**Exercise brief**. Reproduce exactly the lines from the one containing "Where can you see the turquoise" through the last line of the records below, both included, and nothing else.

**Input data**.
────────

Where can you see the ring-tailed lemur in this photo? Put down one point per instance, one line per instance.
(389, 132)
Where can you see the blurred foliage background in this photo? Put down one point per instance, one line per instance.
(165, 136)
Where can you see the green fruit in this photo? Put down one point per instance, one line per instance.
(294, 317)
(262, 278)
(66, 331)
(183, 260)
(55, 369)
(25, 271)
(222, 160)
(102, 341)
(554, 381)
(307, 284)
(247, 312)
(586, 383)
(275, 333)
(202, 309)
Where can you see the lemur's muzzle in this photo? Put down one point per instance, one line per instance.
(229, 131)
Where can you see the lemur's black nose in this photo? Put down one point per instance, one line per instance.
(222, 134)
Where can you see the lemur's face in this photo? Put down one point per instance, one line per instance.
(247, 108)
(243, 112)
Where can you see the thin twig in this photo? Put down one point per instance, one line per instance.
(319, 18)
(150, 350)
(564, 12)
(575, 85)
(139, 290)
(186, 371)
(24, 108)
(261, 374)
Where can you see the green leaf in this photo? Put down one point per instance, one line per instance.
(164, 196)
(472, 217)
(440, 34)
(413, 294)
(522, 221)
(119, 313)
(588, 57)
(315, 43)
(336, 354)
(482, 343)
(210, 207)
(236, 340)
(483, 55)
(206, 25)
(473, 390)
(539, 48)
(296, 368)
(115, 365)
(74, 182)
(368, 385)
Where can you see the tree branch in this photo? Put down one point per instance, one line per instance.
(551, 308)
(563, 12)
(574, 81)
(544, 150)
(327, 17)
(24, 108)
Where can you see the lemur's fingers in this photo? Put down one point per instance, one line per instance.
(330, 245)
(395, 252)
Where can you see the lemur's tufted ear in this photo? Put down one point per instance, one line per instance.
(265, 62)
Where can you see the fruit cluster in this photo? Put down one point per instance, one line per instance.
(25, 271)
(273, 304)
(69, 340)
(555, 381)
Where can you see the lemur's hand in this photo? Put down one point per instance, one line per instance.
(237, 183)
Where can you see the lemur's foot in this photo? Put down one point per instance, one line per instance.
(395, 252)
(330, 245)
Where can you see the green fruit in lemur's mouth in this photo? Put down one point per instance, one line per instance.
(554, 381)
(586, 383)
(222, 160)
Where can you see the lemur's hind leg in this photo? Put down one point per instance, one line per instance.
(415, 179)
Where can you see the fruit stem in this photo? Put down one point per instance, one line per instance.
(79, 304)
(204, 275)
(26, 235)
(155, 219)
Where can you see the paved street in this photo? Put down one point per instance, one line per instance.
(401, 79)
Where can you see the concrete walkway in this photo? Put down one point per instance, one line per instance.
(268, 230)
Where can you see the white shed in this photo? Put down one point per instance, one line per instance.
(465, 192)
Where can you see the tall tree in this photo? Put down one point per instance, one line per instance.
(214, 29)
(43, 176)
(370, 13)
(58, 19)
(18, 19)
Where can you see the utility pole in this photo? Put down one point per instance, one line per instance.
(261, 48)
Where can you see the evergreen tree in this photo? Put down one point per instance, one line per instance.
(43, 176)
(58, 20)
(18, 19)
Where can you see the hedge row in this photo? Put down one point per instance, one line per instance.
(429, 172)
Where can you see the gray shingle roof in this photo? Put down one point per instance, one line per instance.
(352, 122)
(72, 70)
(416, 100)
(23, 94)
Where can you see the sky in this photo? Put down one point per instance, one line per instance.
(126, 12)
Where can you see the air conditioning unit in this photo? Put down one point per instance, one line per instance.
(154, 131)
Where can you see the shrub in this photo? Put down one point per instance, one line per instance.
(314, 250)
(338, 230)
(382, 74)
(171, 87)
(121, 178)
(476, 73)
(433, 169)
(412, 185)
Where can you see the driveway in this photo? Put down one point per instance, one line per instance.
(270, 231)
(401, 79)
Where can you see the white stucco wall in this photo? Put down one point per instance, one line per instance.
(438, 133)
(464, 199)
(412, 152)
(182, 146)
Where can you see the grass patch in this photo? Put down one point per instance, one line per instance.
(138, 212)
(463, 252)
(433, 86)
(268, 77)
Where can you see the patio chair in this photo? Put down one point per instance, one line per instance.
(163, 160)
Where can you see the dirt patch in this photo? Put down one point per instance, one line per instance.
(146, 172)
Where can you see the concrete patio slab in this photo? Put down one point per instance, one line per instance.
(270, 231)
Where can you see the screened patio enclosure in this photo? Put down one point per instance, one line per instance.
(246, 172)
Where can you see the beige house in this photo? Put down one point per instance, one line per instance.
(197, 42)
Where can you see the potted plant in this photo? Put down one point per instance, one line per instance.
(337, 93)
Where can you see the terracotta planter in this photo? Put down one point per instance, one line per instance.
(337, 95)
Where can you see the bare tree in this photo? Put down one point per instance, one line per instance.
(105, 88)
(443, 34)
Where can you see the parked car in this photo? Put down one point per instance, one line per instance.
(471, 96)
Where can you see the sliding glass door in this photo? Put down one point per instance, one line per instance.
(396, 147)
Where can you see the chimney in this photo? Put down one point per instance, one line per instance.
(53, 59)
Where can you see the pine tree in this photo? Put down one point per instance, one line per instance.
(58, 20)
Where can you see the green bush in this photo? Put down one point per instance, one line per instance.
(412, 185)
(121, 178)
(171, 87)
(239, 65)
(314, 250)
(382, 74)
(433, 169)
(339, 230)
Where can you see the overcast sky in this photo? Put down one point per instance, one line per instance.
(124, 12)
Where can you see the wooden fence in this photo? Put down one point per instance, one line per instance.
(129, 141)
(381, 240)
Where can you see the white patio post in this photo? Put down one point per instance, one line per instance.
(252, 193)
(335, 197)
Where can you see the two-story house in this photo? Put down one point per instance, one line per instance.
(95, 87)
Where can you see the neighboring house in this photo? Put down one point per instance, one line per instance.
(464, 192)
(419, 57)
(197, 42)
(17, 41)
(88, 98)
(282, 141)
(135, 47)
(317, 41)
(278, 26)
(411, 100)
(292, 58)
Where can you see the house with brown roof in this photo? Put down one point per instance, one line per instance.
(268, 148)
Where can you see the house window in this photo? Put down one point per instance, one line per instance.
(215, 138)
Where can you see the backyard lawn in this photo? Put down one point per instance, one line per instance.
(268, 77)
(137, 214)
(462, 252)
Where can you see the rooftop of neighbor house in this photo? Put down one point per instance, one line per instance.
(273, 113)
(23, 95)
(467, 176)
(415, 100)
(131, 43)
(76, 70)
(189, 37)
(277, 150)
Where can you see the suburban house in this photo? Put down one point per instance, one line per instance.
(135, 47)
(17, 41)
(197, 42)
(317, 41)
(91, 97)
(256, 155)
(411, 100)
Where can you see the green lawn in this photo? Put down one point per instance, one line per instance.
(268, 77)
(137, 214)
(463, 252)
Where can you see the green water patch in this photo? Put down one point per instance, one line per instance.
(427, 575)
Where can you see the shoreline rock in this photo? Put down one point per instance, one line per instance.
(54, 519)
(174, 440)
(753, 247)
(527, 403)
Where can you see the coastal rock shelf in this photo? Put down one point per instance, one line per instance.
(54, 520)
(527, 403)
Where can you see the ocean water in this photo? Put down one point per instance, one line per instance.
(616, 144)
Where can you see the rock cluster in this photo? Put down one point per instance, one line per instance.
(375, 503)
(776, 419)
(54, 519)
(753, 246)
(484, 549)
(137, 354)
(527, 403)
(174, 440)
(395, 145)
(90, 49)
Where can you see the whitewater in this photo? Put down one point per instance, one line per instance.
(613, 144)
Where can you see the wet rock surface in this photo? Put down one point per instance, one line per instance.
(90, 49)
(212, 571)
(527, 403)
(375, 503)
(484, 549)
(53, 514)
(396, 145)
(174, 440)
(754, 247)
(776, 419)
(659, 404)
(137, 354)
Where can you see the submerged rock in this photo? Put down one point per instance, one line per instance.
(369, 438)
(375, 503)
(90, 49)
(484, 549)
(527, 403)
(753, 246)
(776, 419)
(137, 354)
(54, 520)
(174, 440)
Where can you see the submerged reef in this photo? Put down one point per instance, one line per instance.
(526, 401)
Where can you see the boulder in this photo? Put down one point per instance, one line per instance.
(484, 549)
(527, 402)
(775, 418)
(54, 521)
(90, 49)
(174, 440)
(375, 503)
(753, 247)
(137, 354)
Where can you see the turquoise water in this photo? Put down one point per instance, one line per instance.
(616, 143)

────────

**Output of the exercise**.
Where can you see the turquoise water in this photo? Put down one point per instance, one line per instance.
(616, 143)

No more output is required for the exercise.